**Material to process**
- Opening Delimiter -
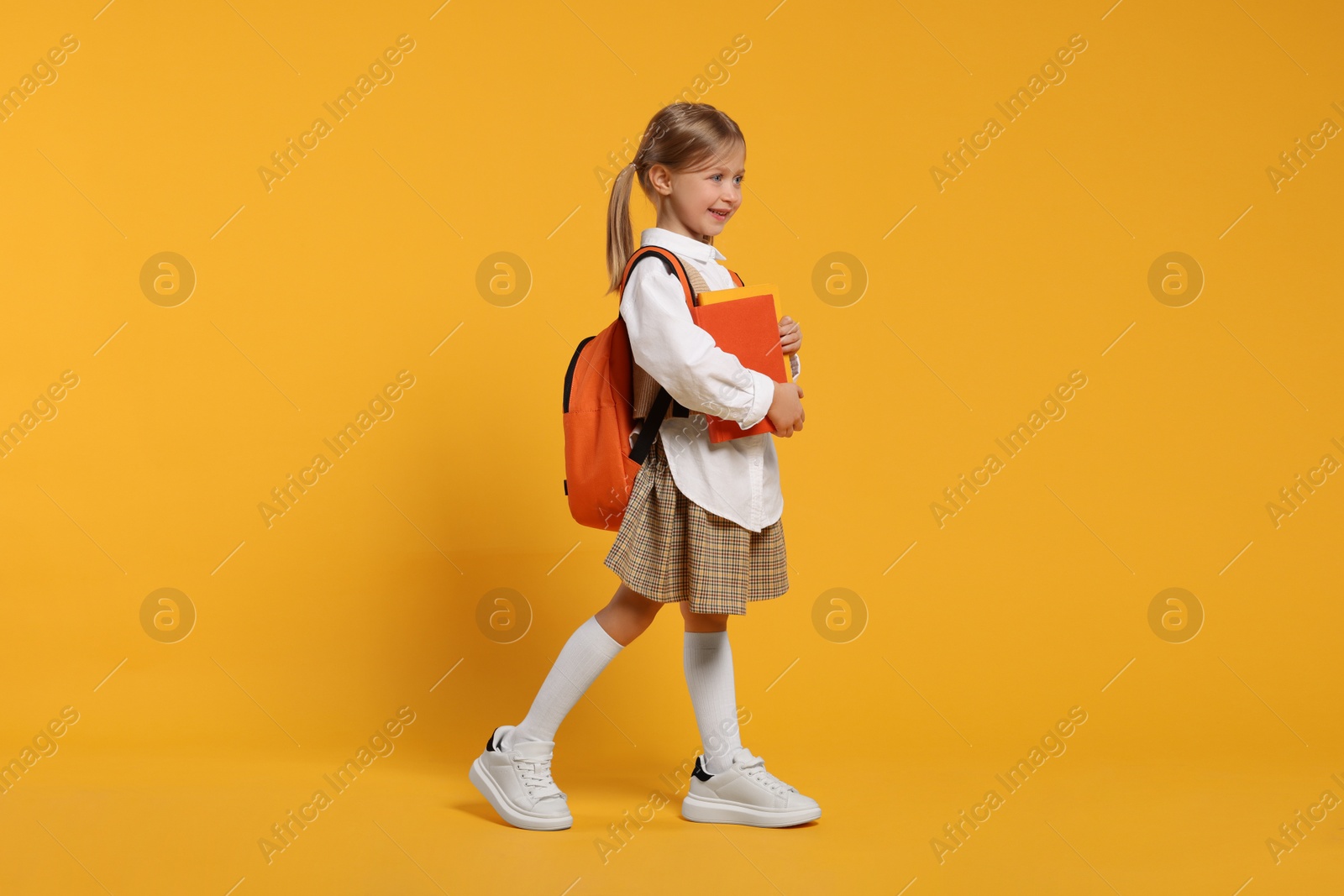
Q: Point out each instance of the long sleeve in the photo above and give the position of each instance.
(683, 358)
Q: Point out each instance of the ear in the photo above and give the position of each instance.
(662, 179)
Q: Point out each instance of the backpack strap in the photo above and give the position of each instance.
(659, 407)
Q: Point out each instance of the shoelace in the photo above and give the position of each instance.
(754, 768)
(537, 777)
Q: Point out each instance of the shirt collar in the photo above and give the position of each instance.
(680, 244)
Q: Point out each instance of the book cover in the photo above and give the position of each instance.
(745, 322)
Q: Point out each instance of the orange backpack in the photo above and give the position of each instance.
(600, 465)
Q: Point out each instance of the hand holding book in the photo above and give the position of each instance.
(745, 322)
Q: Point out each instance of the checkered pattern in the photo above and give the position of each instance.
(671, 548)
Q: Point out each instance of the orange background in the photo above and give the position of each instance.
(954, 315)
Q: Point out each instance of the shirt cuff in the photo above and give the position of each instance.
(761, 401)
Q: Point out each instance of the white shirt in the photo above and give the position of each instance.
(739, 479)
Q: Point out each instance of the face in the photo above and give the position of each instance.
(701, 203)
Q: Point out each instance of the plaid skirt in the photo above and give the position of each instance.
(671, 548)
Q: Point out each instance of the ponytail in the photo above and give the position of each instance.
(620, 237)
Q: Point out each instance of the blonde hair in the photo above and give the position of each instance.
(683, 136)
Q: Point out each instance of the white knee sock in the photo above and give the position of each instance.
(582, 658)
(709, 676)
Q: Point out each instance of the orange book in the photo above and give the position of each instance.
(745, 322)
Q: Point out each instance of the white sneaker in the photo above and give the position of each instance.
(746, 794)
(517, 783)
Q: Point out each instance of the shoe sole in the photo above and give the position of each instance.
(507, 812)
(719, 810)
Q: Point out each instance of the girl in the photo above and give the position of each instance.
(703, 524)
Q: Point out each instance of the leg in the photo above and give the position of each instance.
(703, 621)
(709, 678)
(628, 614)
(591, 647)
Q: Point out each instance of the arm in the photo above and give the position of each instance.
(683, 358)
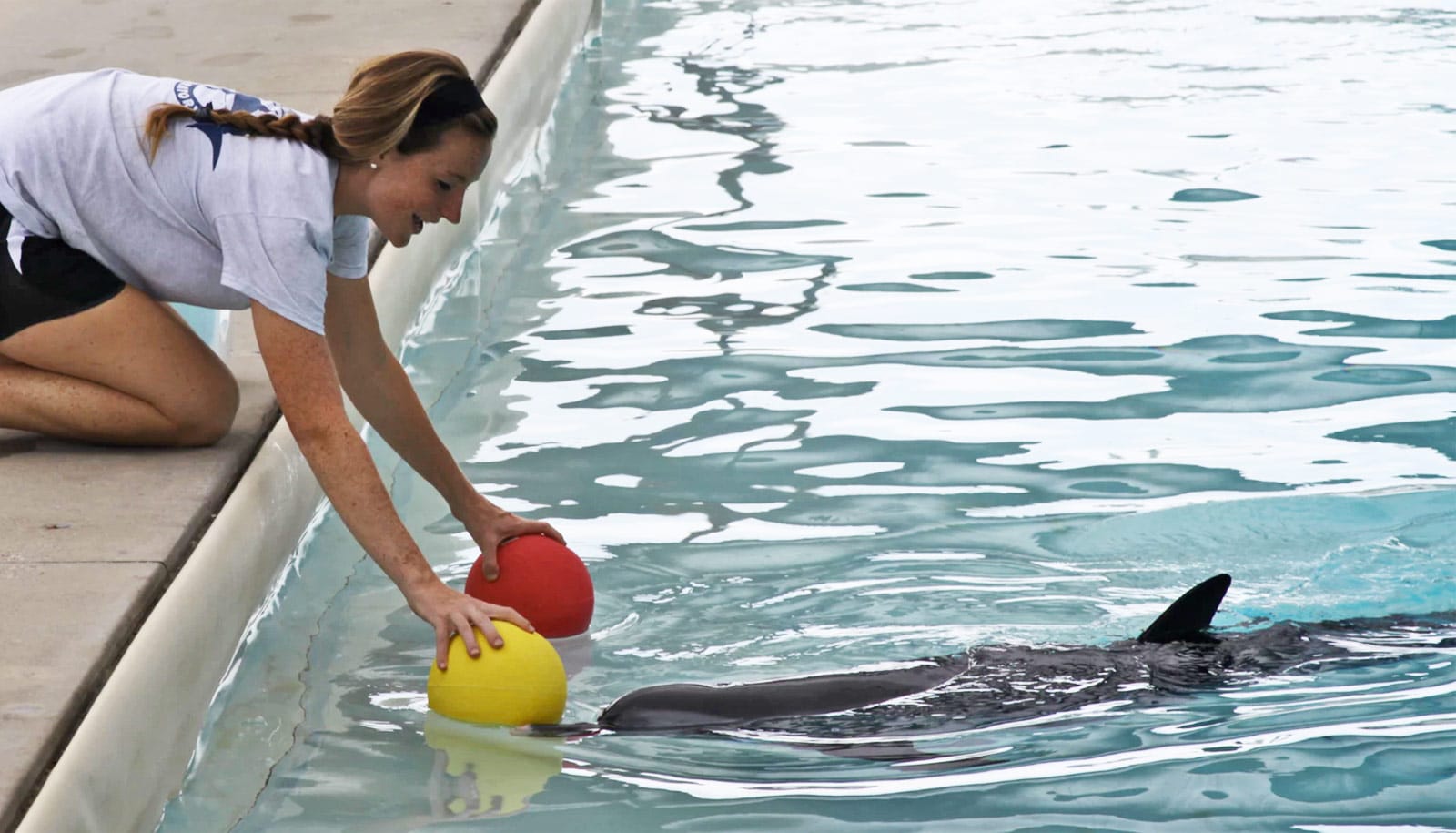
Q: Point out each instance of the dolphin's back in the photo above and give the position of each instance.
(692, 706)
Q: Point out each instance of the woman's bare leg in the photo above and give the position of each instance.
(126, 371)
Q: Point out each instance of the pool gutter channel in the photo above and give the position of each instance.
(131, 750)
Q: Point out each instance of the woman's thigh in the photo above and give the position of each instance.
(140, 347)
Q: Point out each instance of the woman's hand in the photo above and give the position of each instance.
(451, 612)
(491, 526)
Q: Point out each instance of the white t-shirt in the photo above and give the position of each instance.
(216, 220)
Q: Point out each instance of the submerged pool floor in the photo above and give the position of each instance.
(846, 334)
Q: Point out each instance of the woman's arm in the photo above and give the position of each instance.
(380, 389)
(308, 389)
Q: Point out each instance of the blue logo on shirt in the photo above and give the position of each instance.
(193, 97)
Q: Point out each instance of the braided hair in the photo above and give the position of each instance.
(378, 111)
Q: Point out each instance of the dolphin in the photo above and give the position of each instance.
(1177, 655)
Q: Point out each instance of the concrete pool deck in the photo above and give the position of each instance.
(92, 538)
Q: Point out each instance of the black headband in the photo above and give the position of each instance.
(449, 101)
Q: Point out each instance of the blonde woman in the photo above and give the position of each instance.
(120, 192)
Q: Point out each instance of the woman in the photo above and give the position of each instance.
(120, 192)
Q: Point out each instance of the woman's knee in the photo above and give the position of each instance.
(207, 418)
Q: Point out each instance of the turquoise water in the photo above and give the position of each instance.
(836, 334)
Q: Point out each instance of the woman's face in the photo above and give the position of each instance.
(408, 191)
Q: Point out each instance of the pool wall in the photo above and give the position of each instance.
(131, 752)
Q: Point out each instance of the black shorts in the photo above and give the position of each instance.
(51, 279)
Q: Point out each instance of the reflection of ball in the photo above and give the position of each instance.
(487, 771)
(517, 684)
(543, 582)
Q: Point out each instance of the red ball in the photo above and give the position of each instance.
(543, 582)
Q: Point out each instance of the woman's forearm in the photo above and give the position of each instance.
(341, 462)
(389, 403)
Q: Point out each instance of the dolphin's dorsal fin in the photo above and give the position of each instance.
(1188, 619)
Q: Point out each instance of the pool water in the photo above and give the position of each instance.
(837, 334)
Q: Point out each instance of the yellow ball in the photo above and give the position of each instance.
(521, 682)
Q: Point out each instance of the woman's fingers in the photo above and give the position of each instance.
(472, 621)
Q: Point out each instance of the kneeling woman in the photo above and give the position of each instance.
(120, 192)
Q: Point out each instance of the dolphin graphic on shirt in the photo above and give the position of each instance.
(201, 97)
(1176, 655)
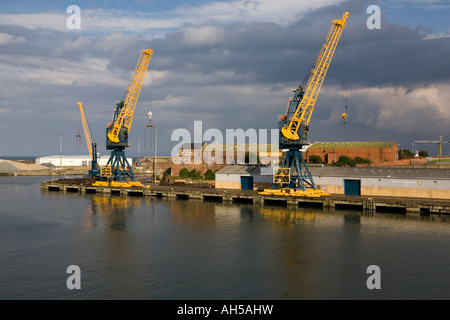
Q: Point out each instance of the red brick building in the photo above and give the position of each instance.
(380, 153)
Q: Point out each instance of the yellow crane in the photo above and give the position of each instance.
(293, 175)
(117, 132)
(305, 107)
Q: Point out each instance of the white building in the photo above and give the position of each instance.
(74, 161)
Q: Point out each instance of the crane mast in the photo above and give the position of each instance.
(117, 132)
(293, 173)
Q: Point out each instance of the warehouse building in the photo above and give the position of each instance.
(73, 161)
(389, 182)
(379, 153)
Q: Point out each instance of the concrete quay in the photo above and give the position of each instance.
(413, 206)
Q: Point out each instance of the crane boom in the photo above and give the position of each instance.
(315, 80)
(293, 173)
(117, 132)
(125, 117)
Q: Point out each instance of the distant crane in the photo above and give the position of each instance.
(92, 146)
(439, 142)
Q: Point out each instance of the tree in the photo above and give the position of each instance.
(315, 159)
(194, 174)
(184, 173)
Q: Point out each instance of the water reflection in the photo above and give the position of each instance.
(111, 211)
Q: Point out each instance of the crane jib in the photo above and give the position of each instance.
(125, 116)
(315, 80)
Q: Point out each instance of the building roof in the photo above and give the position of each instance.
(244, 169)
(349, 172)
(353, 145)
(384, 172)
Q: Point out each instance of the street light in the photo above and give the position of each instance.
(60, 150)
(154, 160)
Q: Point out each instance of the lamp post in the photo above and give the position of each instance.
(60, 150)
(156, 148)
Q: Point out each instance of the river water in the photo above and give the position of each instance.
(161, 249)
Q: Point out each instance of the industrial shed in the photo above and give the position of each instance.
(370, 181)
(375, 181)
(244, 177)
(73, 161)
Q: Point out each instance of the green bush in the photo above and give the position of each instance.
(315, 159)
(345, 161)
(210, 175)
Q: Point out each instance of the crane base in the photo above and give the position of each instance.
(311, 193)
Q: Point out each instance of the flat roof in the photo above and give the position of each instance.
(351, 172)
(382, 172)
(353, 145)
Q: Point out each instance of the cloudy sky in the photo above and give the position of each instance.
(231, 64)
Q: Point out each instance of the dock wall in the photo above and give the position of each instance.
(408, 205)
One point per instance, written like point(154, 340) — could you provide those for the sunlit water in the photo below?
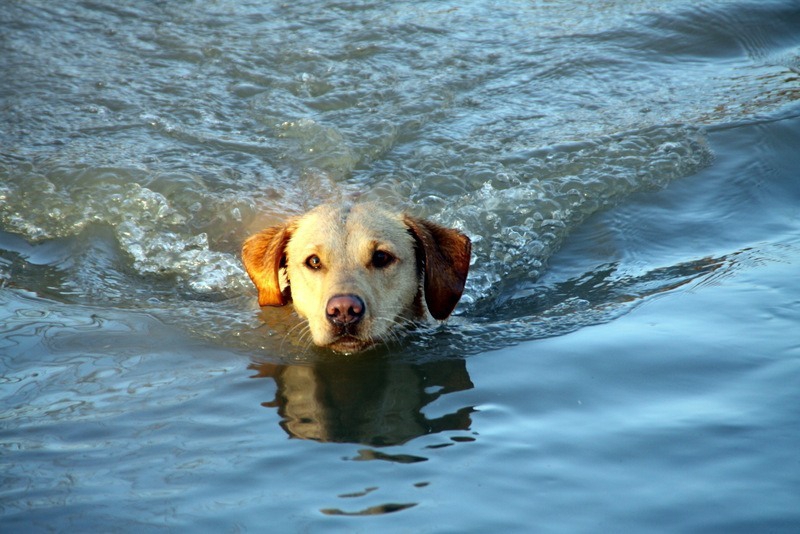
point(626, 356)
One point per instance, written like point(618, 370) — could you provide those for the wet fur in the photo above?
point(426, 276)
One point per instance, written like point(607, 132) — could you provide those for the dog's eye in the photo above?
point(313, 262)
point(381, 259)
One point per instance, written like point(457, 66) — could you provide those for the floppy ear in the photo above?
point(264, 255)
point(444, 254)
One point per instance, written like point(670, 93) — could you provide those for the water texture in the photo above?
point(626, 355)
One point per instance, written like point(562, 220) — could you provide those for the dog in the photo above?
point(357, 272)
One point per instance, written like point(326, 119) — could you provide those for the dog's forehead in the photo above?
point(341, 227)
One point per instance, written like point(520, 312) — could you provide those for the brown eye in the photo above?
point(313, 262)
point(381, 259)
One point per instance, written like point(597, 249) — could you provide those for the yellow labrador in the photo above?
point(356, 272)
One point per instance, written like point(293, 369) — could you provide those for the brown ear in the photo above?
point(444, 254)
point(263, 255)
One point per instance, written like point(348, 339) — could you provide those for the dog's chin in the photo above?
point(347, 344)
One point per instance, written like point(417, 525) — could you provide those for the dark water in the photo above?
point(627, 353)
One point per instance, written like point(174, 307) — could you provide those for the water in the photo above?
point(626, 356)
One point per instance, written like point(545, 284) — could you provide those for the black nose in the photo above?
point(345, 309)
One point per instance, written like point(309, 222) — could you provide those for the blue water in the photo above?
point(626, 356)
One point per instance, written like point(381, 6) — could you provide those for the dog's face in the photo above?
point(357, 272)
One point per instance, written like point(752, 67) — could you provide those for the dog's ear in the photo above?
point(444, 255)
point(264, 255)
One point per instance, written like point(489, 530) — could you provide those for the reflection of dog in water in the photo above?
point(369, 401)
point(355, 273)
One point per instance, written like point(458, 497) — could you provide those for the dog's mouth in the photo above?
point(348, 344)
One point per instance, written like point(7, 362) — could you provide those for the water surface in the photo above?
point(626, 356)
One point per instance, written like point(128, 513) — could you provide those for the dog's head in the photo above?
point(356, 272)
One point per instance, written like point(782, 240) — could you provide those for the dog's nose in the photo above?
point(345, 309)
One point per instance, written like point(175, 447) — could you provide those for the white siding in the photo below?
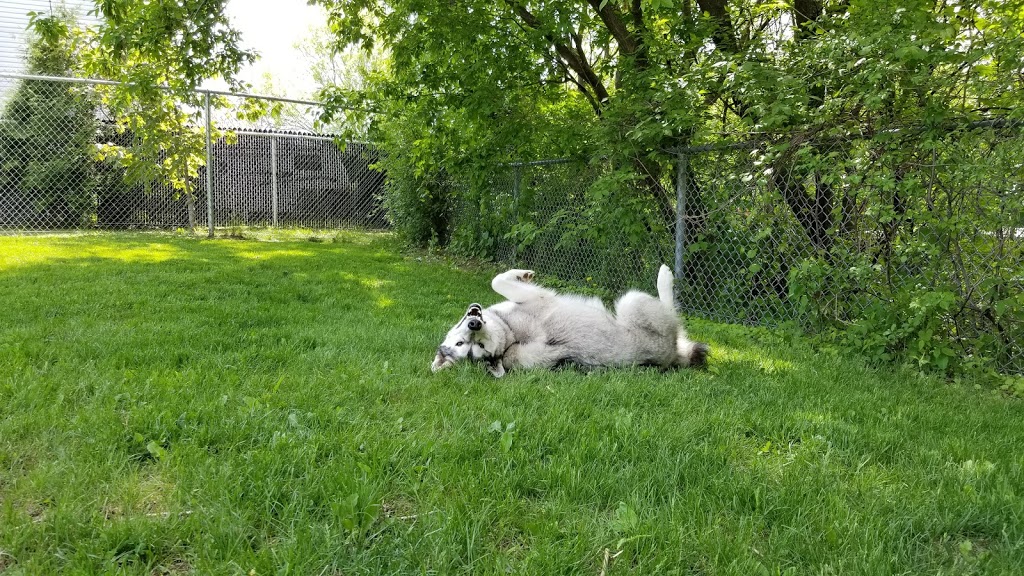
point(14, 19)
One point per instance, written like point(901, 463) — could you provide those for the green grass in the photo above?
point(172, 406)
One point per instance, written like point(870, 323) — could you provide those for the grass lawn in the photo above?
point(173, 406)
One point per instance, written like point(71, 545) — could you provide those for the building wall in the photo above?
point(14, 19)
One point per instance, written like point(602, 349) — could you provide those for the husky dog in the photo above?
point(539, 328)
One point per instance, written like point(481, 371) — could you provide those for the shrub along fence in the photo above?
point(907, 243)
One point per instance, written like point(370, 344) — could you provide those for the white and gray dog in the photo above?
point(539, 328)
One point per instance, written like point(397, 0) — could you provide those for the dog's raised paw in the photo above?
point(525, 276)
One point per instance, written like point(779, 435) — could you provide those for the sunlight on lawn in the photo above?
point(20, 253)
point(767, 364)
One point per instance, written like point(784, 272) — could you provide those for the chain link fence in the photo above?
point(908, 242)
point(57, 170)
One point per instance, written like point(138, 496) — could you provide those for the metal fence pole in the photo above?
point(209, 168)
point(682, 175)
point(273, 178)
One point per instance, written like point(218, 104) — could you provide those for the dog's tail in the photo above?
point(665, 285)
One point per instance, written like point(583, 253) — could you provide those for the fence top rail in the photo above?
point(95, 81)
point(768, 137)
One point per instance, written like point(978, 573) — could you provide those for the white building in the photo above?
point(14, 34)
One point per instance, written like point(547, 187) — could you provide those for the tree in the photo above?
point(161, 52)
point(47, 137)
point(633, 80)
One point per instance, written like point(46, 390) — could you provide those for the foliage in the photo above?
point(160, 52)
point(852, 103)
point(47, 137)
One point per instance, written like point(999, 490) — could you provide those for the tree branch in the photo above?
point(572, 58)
- Closing Delimiter -
**Exercise**
The expected output is the run of lines from the one holding "One point per instance, written like point(46, 390)" to the last line of the entries above, each reproduced character for character.

**Response box**
One point per instance, written like point(46, 390) — could you provide those for the foliage in the photo above?
point(160, 52)
point(852, 103)
point(47, 137)
One point per instance, written like point(999, 490) — could you provide those for the tree branch in the photo above?
point(572, 58)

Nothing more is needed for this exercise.